▶ [Exercise objective] Look for the string "shirt" in the listing below and copy every line in which it appears.

▶ [Data excerpts]
Segment Open

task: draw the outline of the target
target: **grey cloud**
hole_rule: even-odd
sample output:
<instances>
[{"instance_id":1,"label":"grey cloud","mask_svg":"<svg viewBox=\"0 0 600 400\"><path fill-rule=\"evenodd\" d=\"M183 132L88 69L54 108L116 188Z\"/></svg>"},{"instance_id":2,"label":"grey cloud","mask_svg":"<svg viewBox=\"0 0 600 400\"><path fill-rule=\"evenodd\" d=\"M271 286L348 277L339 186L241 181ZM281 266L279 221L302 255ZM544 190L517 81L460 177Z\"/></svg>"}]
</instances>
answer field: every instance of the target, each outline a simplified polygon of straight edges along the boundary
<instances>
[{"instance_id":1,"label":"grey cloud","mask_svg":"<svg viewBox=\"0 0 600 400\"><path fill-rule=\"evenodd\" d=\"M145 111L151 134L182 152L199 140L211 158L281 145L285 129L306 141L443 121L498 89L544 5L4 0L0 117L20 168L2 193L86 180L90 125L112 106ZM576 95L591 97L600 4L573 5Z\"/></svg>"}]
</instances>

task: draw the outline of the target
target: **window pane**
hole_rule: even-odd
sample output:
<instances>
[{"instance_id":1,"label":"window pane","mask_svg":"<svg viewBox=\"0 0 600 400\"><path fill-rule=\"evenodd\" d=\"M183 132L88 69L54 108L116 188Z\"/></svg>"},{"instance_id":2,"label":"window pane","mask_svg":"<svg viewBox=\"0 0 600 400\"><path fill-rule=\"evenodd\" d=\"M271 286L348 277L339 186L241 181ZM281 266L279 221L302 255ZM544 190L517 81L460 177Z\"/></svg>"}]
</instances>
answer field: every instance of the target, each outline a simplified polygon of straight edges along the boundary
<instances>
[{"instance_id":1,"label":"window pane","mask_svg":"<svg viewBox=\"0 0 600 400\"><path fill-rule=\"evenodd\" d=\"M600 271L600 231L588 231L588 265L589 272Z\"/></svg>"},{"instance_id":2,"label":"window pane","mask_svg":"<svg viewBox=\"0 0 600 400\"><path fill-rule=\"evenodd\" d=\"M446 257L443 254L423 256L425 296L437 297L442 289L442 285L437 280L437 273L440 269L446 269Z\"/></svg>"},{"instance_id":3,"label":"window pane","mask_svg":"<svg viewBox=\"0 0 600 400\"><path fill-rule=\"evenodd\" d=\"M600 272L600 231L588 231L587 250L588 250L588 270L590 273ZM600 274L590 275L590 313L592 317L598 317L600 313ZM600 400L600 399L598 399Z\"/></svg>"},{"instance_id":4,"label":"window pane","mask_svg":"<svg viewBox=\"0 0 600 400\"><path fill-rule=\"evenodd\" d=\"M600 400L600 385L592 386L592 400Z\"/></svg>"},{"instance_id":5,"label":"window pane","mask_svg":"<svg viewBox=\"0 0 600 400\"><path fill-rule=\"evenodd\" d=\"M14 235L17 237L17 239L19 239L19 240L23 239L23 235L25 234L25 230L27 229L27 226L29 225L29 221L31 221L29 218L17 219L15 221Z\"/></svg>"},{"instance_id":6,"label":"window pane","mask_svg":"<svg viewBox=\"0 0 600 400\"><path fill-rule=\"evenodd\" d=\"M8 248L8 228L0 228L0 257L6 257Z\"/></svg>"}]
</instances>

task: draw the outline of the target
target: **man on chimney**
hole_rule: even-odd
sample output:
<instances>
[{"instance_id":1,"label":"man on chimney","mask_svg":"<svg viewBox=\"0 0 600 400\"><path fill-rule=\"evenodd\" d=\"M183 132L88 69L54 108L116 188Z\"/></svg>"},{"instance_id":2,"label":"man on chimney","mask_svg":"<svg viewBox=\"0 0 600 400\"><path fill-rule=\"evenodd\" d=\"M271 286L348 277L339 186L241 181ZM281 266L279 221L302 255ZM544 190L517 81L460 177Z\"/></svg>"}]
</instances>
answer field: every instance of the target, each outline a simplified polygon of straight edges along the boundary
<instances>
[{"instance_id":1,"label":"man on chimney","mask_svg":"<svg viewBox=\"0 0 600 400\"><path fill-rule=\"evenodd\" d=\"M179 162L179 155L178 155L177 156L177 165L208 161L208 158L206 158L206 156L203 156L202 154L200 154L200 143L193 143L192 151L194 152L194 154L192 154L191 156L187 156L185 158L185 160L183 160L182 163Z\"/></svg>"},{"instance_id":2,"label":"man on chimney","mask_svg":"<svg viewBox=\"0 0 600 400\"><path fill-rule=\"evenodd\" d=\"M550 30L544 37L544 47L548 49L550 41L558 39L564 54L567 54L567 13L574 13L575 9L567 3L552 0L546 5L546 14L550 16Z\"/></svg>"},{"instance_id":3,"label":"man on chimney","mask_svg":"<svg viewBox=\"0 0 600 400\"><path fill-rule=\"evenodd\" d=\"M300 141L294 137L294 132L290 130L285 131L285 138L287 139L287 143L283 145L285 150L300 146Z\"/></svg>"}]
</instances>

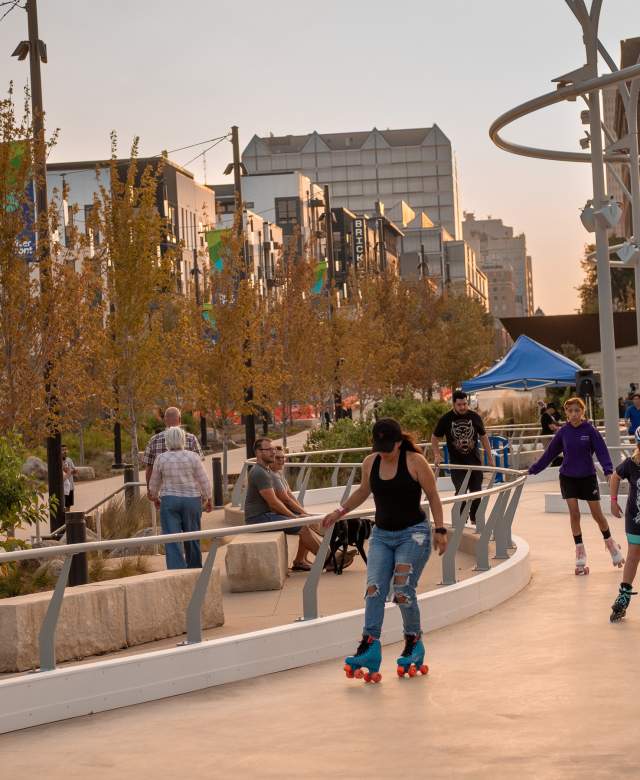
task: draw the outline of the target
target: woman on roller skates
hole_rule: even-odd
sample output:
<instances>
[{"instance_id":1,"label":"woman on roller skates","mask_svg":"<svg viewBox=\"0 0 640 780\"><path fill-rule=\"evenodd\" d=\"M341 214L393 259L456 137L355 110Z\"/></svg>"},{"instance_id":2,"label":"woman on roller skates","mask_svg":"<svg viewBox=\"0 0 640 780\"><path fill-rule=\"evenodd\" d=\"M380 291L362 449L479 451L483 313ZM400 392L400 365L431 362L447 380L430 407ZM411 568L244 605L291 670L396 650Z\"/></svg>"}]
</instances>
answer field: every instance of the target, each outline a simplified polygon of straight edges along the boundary
<instances>
[{"instance_id":1,"label":"woman on roller skates","mask_svg":"<svg viewBox=\"0 0 640 780\"><path fill-rule=\"evenodd\" d=\"M620 567L624 563L624 558L620 545L611 536L609 523L602 512L598 478L593 465L595 453L607 480L610 479L613 464L607 445L593 425L585 420L585 405L582 398L569 398L564 403L564 411L567 417L566 425L556 432L542 457L529 468L529 474L539 474L558 455L564 456L560 466L560 491L569 506L571 533L576 545L576 574L589 574L587 553L580 527L579 500L589 504L591 515L598 524L605 547L611 555L611 562L614 566Z\"/></svg>"},{"instance_id":2,"label":"woman on roller skates","mask_svg":"<svg viewBox=\"0 0 640 780\"><path fill-rule=\"evenodd\" d=\"M622 509L618 503L618 489L620 481L629 480L629 495L627 497L627 508L624 516L624 526L627 534L627 562L622 572L622 582L618 597L611 607L612 623L617 623L627 613L631 596L635 596L633 591L633 580L638 571L638 562L640 561L640 428L636 428L634 433L636 440L636 451L630 458L621 463L611 477L611 514L614 517L622 517Z\"/></svg>"},{"instance_id":3,"label":"woman on roller skates","mask_svg":"<svg viewBox=\"0 0 640 780\"><path fill-rule=\"evenodd\" d=\"M347 677L364 677L365 682L379 682L382 677L380 634L392 578L393 600L402 612L405 635L398 674L427 673L416 598L418 580L431 553L431 528L420 506L423 490L436 526L434 546L440 555L447 548L436 481L411 437L395 420L382 418L373 426L372 450L362 464L360 487L322 522L329 528L373 493L376 519L369 541L364 630L355 655L345 659Z\"/></svg>"}]
</instances>

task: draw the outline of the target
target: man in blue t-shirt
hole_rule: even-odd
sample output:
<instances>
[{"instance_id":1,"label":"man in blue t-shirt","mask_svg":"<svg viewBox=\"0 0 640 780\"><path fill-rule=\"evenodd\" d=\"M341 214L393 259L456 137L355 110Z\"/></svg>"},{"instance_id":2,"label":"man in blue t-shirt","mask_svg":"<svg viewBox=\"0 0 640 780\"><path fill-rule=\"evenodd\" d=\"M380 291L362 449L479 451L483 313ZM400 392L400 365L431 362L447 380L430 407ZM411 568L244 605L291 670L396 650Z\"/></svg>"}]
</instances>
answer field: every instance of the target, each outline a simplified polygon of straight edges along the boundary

Segment Closed

▶ [Exercise output]
target: man in blue t-shirt
[{"instance_id":1,"label":"man in blue t-shirt","mask_svg":"<svg viewBox=\"0 0 640 780\"><path fill-rule=\"evenodd\" d=\"M341 214L393 259L456 137L355 110Z\"/></svg>"},{"instance_id":2,"label":"man in blue t-shirt","mask_svg":"<svg viewBox=\"0 0 640 780\"><path fill-rule=\"evenodd\" d=\"M380 291L362 449L479 451L483 313ZM400 392L400 365L431 362L447 380L430 407ZM411 568L244 605L291 670L396 650Z\"/></svg>"}]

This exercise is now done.